_ENUNCIADO_. Continúa el texto sobre el delito de rebelión en la historia y los códigos penales de España a partir de su última oración.

_FRAGMENTO DEL TEXTO_.
Para que exista rebelión es necesaria una amenaza real para el bien jurídico protegido, que no es otro que la Constitución; es decir, un alzamiento público, violento y armado
La Historia que, según Cicerón, es maestra de la vida, nos ha mostrado a lo largo de la evolución de la humanidad numerosos casos de movimientos, revoluciones, insurrecciones y alzamientos que han marcado, en algunos casos, la marcha de las sociedades hacia cotas de mayor libertad y en otros ha significado un preocupante retroceso. Para no agotar ni aburrir con un repaso a todos los acontecimientos históricos, me detendré en dos que me parecen relevantes. Por un lado, la toma de la Bastilla, que marca el inicio de la Revolución Francesa, que eleva al ser humano de súbdito a ciudadano con plenitud de derechos y libertades. Por otro lado, el asalto al Palacio de Invierno, que supone el comienzo de la Revolución soviética, que tenía como objetivo derribar una monarquía absoluta e instaurar un régimen basado en el comunismo y la desaparición de la lucha de clases, pero sin respetar las libertades individuales.
No es necesario profundizar demasiado en el estudio de la Historia para llegar a la conclusión de que el término rebelión ha significado siempre un alzamiento tumultuario o colectivo, más o menos reducido, contra el sistema político establecido, con el objetivo de derribarlo por la fuerza y la violencia del movimiento insurreccional, que siempre ha ido acompañado por la presión y la potencia que supone la utilización de armas de todo tipo.
En nuestro país se han vivido, especialmente durante el siglo XIX y hasta muy avanzado el siglo XX, episodios de violencia armada que han tratado de establecer un nuevo régimen, instaurar monarquías o jefaturas del Estado, o en definitiva variar por la fuerza de las armas el régimen político establecido. Hemos tenido el dudoso honor de enriquecer el vocabulario político con aportaciones autóctonas como algaradas, revueltas, motines, asonadas militares, alzamientos, o hasta «un glorioso movimiento liberador«, que arrasó con nuestras libertades durante cuarenta años. Cuando pensábamos que habíamos conseguido una cierta estabilidad democrática nos sacudió el golpe militar del 23 de febrero de 1981, calificado como rebelión por lo tribunales militares y civiles.
Buscando información he comprobado el curioso mimetismo en los gestos y actitudes del teniente coronel Tejero y del general Pavía cuando invadió el Congreso de los Diputados, sin caballo, el 3 de enero de 1874. Ambos irrumpieron acompañados por guardias civiles y soldados en el momento en que se estaba procediendo a la votación para elegir al presidente del Poder Ejecutivo. En el caso del 23F, para derrocar la democracia, y en el asalto del general Pavía, para impedir que accedieran al poder los líderes de la I República española. Si no hubiera triunfado, hubiera sido acusado de rebelión por la aplicación del Código de 1870.
La rebelión siempre ha tenido una connotación de violencia armada, que va más allá de un simple desorden público. Todos nuestros códigos penales han definido estos comportamientos con el nombre jurídico de rebelión. No es nuestro propósito realizar una exhaustiva travesía por todos los códigos penales que han regido nuestro país desde los comienzos de la codificación. Me parece suficiente con resaltar el Código Penal de 1870, pasando por la breve vigencia del Código de 1928 y el de la II República, para llegar, a través del Código de la dictadura de 1944 y su modificación o adaptación parcial de 1973, a la redacción vigente, que aparece en el Código de 1995.

_DATOS RECOPILADOS_.
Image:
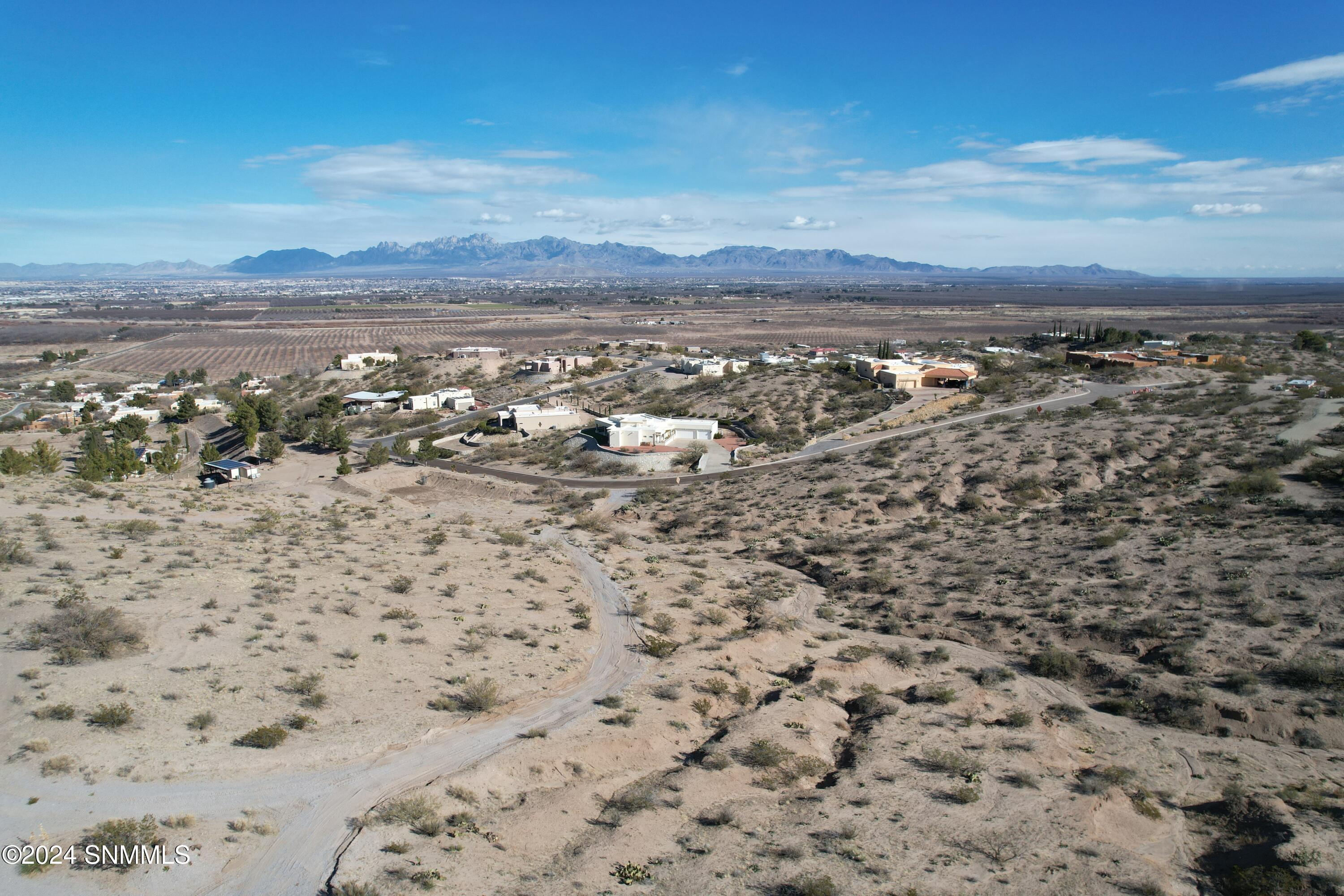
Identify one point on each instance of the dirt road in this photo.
(311, 809)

_SOLUCIÓN_.
El Código de 1870, que tuvo el acierto de considerar la rebelión como un ataque a la Constitución, definía el delito como «el alzamiento público y en abierta hostilidad contra el gobierno». Todos los códigos posteriores repiten la fórmula del alzamiento público y en abierta hostilidad contra el gobierno, por supuesto descartando la utilización de las vías legales o institucionales, con los aditamentos complementarios de un previsible choque entre las fuerzas armadas de los rebeldes y los leales al gobierno constituido. El diccionario de María Moliner define la hostilidad como el ataque recíproco de los enemigos en guerra y un comienzo de las hostilidades. Una curiosidad. Todos los códigos consideran autores a los que denominan jefes principales de la rebelión, excepto el Código de 1932, que hacer recaer la mayor responsabilidad en los caudillos principales. ¿En qué estarían pensando?
La rebelión se ha considerado, sucesivamente, como un delito contra la Constitución, contra el orden público o, según los códigos de la dictadura, como un delito contra la Seguridad Interior del Estado. Cuando se decide adaptar el Código Penal a la Constitución de 1978, los redactores del actual artículo 472 repiten la expresión alzarse violenta y públicamente y suprimen la referencia a la abierta hostilidad contra el gobierno por considerarla superflua, en función de la tradición histórica y de la redacción de los artículos que vienen a continuación. Los autores del texto del Código de 1995, según han manifestado públicamente algunos de los que participaron en su elaboración, siempre pensaron que la rebelión exigía el uso de las armas.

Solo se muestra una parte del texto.